> [Information given]
▼▼▼

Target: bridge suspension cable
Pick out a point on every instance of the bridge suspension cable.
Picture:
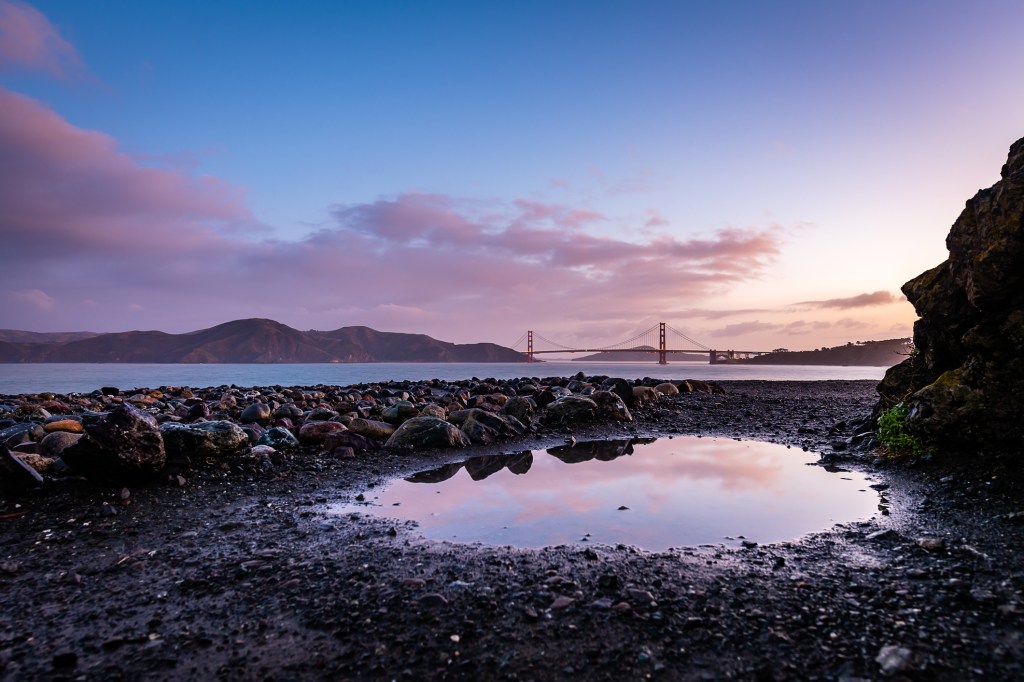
(680, 334)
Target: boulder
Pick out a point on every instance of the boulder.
(54, 443)
(433, 410)
(313, 433)
(23, 432)
(570, 410)
(643, 394)
(963, 382)
(279, 438)
(126, 445)
(256, 413)
(288, 411)
(620, 387)
(667, 388)
(15, 475)
(520, 407)
(399, 412)
(484, 427)
(427, 432)
(217, 439)
(610, 406)
(372, 428)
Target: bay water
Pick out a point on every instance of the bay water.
(83, 378)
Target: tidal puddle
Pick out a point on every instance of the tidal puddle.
(652, 494)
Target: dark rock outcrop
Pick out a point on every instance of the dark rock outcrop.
(125, 445)
(963, 384)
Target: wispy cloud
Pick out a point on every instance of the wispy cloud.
(858, 301)
(95, 223)
(29, 41)
(36, 298)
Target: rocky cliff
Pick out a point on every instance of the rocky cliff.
(964, 385)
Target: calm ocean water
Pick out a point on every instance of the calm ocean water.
(67, 378)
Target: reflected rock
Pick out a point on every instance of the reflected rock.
(481, 467)
(435, 475)
(520, 463)
(605, 451)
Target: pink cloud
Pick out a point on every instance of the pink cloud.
(181, 252)
(33, 297)
(859, 301)
(740, 329)
(28, 40)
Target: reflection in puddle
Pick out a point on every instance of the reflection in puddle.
(653, 494)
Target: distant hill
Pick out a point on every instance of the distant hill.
(16, 336)
(252, 341)
(873, 353)
(639, 356)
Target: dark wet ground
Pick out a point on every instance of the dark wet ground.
(247, 577)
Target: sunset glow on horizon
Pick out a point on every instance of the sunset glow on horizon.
(760, 175)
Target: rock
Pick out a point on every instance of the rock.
(54, 443)
(667, 388)
(256, 413)
(18, 433)
(643, 394)
(520, 407)
(288, 411)
(570, 410)
(198, 411)
(962, 385)
(124, 445)
(893, 659)
(622, 388)
(38, 462)
(348, 439)
(372, 429)
(485, 427)
(561, 602)
(314, 433)
(399, 412)
(15, 475)
(279, 438)
(432, 600)
(932, 544)
(217, 439)
(610, 406)
(69, 425)
(427, 432)
(433, 410)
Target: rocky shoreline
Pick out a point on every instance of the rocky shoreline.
(220, 559)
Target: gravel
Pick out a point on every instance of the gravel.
(243, 574)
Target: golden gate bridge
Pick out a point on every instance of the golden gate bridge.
(532, 344)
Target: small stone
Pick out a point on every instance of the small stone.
(66, 425)
(432, 600)
(932, 544)
(561, 603)
(893, 659)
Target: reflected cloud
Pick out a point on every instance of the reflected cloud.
(658, 494)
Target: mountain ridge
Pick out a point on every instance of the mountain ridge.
(253, 340)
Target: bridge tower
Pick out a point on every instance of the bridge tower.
(662, 356)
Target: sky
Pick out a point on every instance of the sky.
(756, 174)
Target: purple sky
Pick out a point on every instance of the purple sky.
(757, 174)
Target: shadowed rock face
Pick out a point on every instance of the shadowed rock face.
(964, 385)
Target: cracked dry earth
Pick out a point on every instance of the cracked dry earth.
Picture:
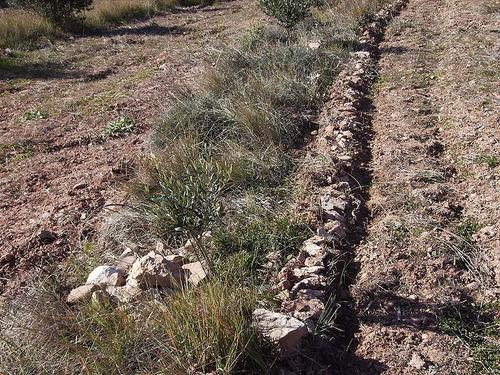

▲▲▲

Identify every line above with the string "earth" in it. Copy those lines.

Target: cracked dry earth
Pick out a point on every instance of the cracked dry earth.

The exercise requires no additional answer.